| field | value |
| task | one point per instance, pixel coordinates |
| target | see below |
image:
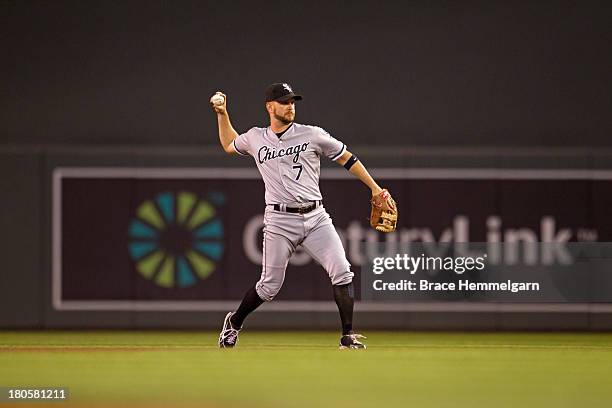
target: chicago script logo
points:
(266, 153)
====================
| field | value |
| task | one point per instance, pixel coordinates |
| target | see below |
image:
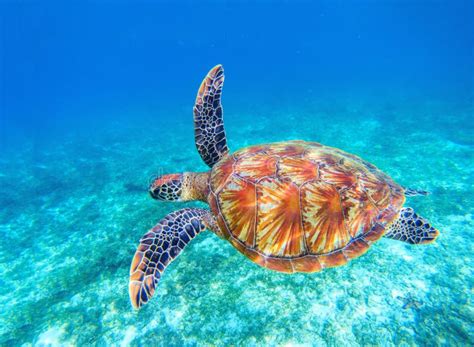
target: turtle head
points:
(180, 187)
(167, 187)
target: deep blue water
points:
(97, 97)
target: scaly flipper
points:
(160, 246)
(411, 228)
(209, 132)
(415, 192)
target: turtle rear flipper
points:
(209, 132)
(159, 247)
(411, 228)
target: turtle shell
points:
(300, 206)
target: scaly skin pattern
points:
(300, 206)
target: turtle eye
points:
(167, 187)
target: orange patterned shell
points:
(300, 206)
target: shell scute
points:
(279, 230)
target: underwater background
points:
====================
## Exercise prompt
Report how many lines in the data above contain the string "turtle". Give only the number.

## Written answer
4